## [TASK PROMPT]
Every line from the line containing "Task: Could you identify the arch opening" through the final line below must be returned exactly, and no other line.

[Point-per-instance localization data]
::::::
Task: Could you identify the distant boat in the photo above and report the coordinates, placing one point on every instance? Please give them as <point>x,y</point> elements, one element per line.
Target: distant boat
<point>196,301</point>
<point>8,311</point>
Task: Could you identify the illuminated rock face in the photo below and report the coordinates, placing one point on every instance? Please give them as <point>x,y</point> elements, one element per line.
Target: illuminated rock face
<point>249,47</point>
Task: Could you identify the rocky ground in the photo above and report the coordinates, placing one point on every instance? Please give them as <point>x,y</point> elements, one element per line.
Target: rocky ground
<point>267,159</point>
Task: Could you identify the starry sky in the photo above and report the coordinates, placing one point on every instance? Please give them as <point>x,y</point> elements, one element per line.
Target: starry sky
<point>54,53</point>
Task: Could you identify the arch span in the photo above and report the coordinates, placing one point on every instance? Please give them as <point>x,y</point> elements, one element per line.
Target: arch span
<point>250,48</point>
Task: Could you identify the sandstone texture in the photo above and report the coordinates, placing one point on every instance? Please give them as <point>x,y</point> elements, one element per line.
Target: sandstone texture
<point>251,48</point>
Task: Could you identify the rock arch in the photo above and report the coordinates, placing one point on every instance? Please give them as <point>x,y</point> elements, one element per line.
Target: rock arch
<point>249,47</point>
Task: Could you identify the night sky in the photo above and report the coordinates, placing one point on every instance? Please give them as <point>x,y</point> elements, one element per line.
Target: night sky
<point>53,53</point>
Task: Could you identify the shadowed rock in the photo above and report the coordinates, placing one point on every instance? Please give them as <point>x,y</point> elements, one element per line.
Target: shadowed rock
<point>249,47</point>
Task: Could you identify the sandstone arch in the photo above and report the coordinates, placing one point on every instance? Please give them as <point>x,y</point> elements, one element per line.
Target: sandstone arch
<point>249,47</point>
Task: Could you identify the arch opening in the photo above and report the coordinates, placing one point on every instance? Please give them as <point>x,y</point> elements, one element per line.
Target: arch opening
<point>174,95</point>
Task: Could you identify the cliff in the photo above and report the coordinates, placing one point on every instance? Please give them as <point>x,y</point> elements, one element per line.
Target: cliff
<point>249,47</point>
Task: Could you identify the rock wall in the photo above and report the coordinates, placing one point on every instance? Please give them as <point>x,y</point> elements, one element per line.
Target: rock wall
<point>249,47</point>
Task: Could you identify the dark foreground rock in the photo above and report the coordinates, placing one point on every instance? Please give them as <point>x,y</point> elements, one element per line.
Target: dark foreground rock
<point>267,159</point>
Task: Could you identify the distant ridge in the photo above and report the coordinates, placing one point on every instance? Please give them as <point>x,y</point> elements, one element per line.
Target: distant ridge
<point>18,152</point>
::::::
## [FINAL ANSWER]
Task: Could you identify the arch opening in the photo above and report the coordinates, placing one point on every instance? Please give them as <point>x,y</point> elements, one element per line.
Target: arch opening
<point>174,95</point>
Task: Could you identify the cliff in the photo above and report the coordinates, placing one point on every instance? Please give them as <point>x,y</point> elements, one element per line.
Target: cliff
<point>249,47</point>
Task: Could you identify the rock wall in the photo above and report the coordinates, placing one point on every instance? Please give them as <point>x,y</point> elements, one element per line.
Target: rock wall
<point>249,47</point>
Task: Could you identify the dark foreground rock in the photo above and report the coordinates, placing one point on every instance? Please give them as <point>x,y</point> elements, one element per line.
Target: dark foreground rock
<point>267,159</point>
Task: Could you identify the distant ridge in the photo above and report the coordinates, placing one point on every instance? Please give them as <point>x,y</point> elements, one element per line.
Target: distant ridge
<point>18,152</point>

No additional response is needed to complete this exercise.